(Natural-language object grounding data)
======

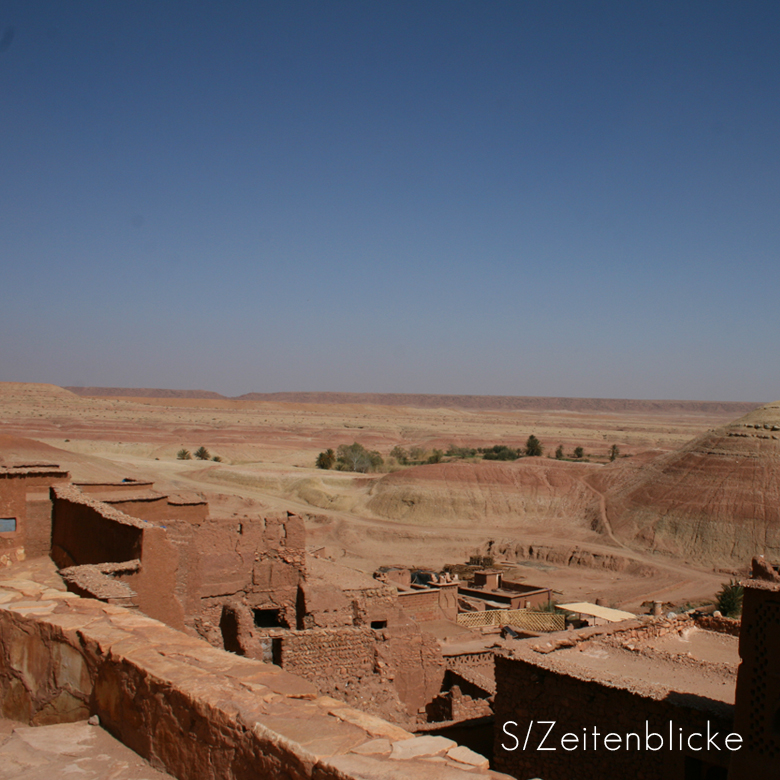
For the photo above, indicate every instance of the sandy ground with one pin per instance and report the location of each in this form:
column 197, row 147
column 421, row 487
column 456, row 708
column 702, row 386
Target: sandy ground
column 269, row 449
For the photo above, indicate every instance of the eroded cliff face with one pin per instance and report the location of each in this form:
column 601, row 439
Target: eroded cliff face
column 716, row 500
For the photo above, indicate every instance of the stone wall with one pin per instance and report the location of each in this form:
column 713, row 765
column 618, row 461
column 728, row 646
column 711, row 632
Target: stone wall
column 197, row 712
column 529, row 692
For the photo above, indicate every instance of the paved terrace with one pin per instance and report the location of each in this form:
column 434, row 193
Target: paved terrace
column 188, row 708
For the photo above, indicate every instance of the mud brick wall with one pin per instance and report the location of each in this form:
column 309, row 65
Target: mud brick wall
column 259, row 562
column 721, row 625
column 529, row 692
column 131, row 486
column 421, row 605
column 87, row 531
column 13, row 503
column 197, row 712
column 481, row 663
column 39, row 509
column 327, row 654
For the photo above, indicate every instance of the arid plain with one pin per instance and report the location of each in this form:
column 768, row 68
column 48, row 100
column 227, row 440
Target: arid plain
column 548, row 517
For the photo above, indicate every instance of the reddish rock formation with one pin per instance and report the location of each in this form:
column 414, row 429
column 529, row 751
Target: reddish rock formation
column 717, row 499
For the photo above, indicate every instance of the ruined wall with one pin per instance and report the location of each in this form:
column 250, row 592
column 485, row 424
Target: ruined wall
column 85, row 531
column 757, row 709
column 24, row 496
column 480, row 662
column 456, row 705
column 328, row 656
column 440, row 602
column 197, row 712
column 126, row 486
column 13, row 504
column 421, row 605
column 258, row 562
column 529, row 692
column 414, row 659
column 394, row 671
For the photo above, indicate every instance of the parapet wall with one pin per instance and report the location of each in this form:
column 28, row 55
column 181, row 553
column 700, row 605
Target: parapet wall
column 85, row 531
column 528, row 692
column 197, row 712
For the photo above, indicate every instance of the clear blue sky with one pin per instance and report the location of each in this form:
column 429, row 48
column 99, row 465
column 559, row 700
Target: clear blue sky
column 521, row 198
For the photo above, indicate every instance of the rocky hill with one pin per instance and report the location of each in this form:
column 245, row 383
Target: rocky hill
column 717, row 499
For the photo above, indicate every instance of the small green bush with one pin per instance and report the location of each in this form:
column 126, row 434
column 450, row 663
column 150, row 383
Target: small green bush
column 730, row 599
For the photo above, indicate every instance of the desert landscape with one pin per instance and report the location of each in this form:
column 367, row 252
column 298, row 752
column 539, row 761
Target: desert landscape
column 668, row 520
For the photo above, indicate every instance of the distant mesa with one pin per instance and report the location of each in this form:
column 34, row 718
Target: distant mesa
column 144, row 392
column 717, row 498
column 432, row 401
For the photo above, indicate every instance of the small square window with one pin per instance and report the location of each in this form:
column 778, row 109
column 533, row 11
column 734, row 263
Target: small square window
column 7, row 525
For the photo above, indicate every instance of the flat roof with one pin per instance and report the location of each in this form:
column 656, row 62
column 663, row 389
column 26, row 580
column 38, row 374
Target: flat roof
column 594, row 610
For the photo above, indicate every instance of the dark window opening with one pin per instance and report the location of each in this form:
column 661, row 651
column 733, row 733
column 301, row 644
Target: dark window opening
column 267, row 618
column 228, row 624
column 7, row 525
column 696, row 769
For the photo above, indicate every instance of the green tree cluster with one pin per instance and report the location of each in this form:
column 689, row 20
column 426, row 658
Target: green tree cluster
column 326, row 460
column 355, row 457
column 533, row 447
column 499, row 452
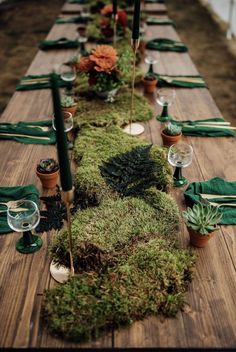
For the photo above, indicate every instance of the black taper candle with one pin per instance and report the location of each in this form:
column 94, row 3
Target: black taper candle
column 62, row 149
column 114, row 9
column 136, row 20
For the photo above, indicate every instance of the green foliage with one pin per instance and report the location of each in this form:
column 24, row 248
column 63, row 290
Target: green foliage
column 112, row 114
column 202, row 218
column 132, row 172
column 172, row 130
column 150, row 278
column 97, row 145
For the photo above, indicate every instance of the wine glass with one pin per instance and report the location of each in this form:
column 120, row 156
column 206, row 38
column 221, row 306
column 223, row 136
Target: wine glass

======

→ Task prompt: Write down, word for word, the lines above from the one containing "column 197, row 147" through the one containing "column 434, row 193", both ends included.

→ Problem solution:
column 197, row 147
column 421, row 487
column 456, row 708
column 702, row 386
Target: sandy ground
column 269, row 449
For the photo above, indicate every instance of the eroded cliff face with one pin per instance and report the location of each in this form:
column 601, row 439
Target: eroded cliff face
column 716, row 500
For the photo above, indicate every instance of the stone wall with one pin per instance and report the location of each in this form:
column 713, row 765
column 618, row 461
column 728, row 646
column 711, row 632
Target: stone wall
column 197, row 712
column 529, row 692
For the photo above, indicate every instance of the paved terrace with one pin per instance and report the location of each in this form:
column 434, row 193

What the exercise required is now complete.